◆ **Consigne**: Reprenez la recette du cassoulet juste après sa dernière phrase et poursuivez-en la rédaction.

Enfournez à mi-hauteur et faites gratiner 2 heures 30 à 3 heures, en enfouissant à plusieurs reprises la croûte blond-doré qui se forme en surface, sans écraser les haricots. Rajoutez chaque fois un peu de bouillon de cuisson si nécessaire pour que le cassoulet soit bien moelleux.
Servez brûlant au sortir du four.
Un peu de blabla
• Le choix des haricots dépend de votre goût et de votre géolocalisation : lingots du Lauragais, cocos de Pamiers, voire gros tarbais. Sachez qu’on compte environ 100 g de haricots secs par personne, mais ce n’est pas un problème s’il y en a plus, le cassoulet se réchauffe très bien.
• Une pré-cuisson des viandes et des haricots est nécessaire. On peut toutefois raccourcir légèrement les temps si l’on prolonge la cuisson au four (4 à 5 h). Les haricots doivent tout de même être souples à cœur.

◆ **Enregistrements affichés**:
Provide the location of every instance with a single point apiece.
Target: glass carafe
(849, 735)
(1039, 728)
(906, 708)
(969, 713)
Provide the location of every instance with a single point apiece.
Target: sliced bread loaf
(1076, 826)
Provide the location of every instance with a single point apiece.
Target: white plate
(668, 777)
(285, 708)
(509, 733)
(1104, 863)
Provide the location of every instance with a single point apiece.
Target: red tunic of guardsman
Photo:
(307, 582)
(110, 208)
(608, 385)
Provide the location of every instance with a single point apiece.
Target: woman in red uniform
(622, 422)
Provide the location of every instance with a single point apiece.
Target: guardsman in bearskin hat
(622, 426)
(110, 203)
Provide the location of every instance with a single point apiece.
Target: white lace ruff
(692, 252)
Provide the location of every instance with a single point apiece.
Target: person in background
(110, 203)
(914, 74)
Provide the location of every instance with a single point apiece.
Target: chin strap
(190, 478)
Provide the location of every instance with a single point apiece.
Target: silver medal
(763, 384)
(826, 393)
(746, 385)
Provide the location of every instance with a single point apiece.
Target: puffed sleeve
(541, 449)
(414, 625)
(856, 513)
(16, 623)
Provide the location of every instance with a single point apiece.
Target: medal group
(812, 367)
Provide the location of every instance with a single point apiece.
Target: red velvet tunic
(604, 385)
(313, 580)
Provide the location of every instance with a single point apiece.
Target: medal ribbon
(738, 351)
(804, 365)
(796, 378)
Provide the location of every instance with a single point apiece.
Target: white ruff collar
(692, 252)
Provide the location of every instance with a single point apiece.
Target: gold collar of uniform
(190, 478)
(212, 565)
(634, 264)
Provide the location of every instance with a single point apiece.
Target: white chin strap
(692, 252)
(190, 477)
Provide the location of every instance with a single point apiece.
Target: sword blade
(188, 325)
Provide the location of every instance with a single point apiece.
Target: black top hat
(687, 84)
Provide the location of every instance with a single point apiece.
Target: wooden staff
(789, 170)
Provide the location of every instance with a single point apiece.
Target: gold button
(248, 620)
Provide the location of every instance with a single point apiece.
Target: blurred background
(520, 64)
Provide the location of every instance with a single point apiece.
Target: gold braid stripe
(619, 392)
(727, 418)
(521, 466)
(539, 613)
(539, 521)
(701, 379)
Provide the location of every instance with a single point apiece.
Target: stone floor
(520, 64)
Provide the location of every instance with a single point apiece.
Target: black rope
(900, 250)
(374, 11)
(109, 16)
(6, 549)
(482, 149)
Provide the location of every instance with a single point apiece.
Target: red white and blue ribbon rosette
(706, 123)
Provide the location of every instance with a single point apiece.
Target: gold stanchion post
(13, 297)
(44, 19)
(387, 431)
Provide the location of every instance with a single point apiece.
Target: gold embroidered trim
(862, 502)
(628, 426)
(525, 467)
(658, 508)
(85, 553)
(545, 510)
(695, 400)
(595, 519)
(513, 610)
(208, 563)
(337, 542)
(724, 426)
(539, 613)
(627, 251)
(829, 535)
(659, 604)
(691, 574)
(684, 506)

◆ **Réponse à l'exercice**:
Dans ce cas, il est impératif de mouiller régulièrement le cassoulet de bouillon de cuisson pour que les haricots puissent gonfler et les viandes ne pas devenir sèches.
• Il faut obtenir un volume de bouillon 2 fois 1/2 à 3 fois supérieur à celui des haricots blanchis.
• Si vous utilisez un plat à four plutôt qu’une cassole, plus profonde, veillez bien à mouiller de bouillon chaque fois que nécessaire.
• On peut frotter le plat à four ou la cassole avec de l’ail avant d’y monter le cassoulet.
• Selon la tradition, il faut enfouir la croûte 7 fois de suite pour que le cassoulet soit réussi.
• Si vous préférez une cuisson plus courte au four, vous pouvez parsemer le cassoulet d’un voile de chapelure pour accélérer la formation de la croûte.
• Ne zappez pas la sarriette, elle limite les flatulences !
Michel Poymiro
4 février 2014 @ 9 h 52 min
Je m’y retrouve assez bien dans cette recette -je suis dans le Tarn. Personnellement, à la saison j’y ajoute la tomate fraîche et même une branche de céleri. Votre choix de viande est « royal » mais c’est vrai, c’est une trilogie de cassoulets…
Bonne synthèse, bon appétit à tous !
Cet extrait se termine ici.